* WHAT TO DO
Copy each line below exactly.

....................

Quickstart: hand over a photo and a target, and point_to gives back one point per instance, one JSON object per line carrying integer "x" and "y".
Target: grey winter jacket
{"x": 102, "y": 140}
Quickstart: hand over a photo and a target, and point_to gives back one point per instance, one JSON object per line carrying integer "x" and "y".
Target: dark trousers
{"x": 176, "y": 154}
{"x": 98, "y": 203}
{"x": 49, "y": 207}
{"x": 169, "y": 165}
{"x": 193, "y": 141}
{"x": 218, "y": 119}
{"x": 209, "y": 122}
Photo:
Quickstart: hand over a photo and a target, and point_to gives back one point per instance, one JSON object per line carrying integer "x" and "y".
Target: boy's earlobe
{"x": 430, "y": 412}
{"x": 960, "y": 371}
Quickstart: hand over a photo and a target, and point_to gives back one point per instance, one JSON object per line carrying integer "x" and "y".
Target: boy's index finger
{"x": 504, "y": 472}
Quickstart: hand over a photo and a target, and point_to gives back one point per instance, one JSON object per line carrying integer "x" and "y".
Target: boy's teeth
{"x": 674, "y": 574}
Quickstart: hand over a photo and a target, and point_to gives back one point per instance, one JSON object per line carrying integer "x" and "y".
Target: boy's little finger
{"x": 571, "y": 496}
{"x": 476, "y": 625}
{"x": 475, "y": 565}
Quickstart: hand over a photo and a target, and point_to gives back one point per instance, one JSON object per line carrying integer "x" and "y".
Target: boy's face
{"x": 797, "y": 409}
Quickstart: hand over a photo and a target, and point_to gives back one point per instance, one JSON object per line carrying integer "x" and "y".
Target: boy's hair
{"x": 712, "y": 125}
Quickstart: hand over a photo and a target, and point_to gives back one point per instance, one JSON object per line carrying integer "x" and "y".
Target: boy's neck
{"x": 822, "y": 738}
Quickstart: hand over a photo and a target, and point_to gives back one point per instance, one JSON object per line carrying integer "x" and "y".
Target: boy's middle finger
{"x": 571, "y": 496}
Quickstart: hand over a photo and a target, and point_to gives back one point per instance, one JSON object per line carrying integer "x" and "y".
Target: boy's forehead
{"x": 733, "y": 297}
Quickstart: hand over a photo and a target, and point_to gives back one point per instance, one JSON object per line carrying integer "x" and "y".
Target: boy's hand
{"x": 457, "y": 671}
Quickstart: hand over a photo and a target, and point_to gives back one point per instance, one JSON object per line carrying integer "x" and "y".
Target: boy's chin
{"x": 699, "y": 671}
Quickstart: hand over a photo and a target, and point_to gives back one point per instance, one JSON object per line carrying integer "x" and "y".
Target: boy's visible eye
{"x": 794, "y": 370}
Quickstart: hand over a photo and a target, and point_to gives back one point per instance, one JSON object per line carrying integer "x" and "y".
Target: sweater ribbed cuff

....................

* RESPONSE BOX
Quickstart: hand over a photo and a target, and point_to gives back one point per instance, one JSON object per line carrying integer "x" and "y".
Target: grey winter jacket
{"x": 102, "y": 140}
Quickstart: hand over a photo and a target, and point_to gives back one point per instance, one JSON object per line carrying integer "x" and "y".
Target: dark trousers
{"x": 176, "y": 154}
{"x": 98, "y": 203}
{"x": 49, "y": 207}
{"x": 169, "y": 165}
{"x": 193, "y": 141}
{"x": 218, "y": 119}
{"x": 209, "y": 122}
Photo:
Quickstart: hand over a photo and a target, and point_to gives back one point per instance, one JSON object per line carrying integer "x" and "y".
Target: boy's earlobe
{"x": 430, "y": 412}
{"x": 960, "y": 371}
Quickstart: hand over a photo and a target, and point_to gives back one point per instance, one JSON object per line carrying integer "x" and "y".
Target: boy's index finger
{"x": 504, "y": 472}
Quickstart: hand over a photo and a target, and point_to gives back one point per instance, one JSON object per line carrying integer "x" and "y".
Target: boy's teeth
{"x": 674, "y": 574}
Quickstart: hand over a photo and a target, and point_to gives back one point per instance, one JSON object per line carrying integer "x" and "y".
Target: boy's little finger
{"x": 571, "y": 496}
{"x": 476, "y": 625}
{"x": 475, "y": 565}
Quickstart: hand over a photo and a target, and point_to gives back one point per instance, one JSON object per line carrying integer "x" and "y".
Target: boy's face
{"x": 797, "y": 409}
Quickstart: hand over a photo and a target, and point_to gives back one point per instance, one JSON object per line carrying integer "x" and "y".
Target: boy's hair
{"x": 712, "y": 125}
Quickstart: hand over a photo and a target, and point_to gives back one point per instance, one JSON object per line carrying integer "x" and "y".
Target: boy's neck
{"x": 822, "y": 738}
Quickstart: hand over a photo and a target, and point_to gives back one point per instance, one JSON object per line carrying integer "x" and "y".
Target: boy's middle finger
{"x": 571, "y": 496}
Quickstart: hand over a photo and a target, and point_to gives back one point per instance, one JSON object per line carrying integer "x" and "y".
Target: boy's forehead
{"x": 733, "y": 297}
Quickstart: hand over a photo and a target, and point_to gives back one point per instance, one JSON object per line carrying integer "x" and "y".
Target: boy's hand
{"x": 457, "y": 671}
Quickstart: hand over a photo and a target, and point_to gives back one point per instance, one JSON object per line carrying integer "x" and "y".
Target: boy's chin
{"x": 699, "y": 671}
Quickstart: hand over a photo and a target, and point_to gives back one point per instance, one JSON object per line carrying integer "x" and "y".
Target: boy's visible eye
{"x": 794, "y": 370}
Quickstart: hand over a photo and a target, and point_to gives back one point per instance, one JSON object per line carrying integer "x" and "y".
Target: sweater ribbed cuff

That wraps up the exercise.